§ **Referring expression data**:
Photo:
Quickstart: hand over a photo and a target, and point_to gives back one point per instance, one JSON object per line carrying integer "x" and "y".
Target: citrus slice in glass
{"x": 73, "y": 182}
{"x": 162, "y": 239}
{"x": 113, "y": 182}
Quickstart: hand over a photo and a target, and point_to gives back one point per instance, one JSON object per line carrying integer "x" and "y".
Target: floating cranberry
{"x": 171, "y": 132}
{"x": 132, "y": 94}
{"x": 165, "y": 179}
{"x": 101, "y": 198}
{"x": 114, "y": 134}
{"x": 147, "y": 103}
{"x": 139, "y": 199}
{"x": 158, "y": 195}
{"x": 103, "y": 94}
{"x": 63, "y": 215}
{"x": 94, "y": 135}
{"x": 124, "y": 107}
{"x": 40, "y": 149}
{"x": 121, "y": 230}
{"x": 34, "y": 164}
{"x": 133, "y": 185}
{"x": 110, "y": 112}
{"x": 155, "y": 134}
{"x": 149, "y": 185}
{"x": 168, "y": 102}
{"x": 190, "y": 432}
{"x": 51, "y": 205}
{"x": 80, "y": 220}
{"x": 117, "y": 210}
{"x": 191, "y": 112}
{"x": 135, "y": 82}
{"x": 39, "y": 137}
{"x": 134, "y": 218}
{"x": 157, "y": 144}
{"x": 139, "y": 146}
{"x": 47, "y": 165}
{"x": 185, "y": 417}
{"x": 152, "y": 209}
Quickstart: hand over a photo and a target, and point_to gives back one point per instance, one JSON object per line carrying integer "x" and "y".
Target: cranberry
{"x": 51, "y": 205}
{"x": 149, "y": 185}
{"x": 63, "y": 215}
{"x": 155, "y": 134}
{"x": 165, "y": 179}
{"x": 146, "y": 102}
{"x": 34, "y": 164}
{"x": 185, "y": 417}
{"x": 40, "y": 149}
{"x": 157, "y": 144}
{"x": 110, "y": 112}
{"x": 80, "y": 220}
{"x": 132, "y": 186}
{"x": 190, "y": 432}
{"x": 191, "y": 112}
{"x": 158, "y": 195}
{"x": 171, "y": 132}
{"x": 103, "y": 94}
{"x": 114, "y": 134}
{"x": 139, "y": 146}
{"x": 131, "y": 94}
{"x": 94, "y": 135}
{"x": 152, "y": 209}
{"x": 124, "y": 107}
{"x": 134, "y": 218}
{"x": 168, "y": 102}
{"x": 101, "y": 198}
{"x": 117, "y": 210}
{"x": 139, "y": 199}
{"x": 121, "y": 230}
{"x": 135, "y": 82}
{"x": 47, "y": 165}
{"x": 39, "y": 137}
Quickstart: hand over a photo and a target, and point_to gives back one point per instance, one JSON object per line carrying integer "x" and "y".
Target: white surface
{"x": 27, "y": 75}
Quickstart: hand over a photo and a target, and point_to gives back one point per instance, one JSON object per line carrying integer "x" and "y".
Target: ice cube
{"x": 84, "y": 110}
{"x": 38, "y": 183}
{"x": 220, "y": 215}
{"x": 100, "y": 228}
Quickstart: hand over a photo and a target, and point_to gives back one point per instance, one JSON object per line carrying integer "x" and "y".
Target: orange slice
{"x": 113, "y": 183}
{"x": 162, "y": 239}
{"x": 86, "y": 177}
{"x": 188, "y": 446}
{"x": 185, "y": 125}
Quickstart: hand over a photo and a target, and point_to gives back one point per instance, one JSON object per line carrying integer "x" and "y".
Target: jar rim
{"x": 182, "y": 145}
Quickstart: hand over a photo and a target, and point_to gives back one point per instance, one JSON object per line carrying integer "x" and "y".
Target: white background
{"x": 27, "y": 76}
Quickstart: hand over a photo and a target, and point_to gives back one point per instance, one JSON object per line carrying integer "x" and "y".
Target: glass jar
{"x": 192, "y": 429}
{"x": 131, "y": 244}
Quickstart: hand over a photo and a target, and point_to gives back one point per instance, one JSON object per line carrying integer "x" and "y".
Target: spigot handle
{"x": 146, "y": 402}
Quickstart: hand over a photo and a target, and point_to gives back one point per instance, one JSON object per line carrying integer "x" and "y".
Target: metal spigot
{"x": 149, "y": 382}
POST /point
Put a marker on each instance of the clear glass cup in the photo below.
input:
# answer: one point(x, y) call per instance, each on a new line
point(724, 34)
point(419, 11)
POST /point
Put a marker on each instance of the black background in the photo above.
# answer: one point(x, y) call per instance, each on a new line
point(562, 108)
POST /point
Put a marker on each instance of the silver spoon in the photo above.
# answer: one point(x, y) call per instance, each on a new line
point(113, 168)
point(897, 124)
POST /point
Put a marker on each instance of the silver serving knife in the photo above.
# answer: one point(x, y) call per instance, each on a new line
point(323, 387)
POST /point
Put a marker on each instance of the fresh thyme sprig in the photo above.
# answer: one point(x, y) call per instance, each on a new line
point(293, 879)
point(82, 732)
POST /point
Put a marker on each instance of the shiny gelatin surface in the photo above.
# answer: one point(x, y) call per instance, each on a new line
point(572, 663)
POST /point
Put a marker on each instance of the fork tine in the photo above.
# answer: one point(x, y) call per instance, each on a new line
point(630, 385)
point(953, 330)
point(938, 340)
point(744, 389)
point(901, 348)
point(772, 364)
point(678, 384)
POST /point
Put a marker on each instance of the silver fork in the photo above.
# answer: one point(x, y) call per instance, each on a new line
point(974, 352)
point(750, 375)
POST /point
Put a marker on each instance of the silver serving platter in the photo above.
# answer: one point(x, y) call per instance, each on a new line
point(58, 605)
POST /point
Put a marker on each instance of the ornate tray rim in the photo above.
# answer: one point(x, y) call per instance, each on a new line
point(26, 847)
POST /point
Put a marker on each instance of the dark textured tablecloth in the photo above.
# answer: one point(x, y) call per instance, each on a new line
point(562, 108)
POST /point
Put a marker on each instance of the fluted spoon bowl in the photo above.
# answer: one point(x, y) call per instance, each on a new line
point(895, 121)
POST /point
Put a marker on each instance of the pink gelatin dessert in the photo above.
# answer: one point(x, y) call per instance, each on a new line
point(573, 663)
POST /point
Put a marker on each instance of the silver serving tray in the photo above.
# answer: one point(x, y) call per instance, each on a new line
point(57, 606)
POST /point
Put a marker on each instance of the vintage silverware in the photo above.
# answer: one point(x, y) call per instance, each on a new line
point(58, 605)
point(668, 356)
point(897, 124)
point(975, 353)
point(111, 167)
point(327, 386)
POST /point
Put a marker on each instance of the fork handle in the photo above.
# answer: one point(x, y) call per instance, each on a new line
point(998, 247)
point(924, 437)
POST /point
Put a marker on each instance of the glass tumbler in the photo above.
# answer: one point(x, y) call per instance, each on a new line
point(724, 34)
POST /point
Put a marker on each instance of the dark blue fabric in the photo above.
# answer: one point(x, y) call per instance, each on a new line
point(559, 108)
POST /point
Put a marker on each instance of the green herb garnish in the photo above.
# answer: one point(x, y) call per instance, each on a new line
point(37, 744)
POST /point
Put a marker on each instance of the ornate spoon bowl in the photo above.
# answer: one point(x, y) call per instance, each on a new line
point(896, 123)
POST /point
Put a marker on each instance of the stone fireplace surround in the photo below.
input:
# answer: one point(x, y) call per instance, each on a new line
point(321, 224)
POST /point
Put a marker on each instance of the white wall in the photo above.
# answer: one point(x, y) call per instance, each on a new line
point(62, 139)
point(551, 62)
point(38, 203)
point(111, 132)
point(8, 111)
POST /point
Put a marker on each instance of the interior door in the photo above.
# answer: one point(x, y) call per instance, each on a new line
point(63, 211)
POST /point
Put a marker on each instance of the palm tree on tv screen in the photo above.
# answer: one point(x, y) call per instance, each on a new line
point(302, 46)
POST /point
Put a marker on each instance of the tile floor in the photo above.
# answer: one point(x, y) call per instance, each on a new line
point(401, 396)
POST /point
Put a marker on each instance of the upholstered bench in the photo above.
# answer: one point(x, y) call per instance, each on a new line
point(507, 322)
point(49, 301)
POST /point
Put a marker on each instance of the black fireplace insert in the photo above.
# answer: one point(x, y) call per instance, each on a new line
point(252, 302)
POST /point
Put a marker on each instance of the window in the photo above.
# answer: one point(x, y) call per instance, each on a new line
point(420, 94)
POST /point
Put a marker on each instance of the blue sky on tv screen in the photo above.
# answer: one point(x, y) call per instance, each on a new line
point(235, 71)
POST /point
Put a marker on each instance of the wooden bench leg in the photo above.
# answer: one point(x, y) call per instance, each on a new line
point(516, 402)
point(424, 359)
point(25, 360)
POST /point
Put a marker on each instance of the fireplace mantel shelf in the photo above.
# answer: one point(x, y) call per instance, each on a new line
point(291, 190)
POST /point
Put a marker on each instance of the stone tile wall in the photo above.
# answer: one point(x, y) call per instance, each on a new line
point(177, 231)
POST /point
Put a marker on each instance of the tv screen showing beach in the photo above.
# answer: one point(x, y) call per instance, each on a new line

§ **What to work on**: If a line in the entries above contains "gelatin", report it.

§ **Task output**:
Put a marker on each instance of the shiny gelatin surface in the photo above.
Put a marker on each instance of the pink gelatin dessert in the photo above.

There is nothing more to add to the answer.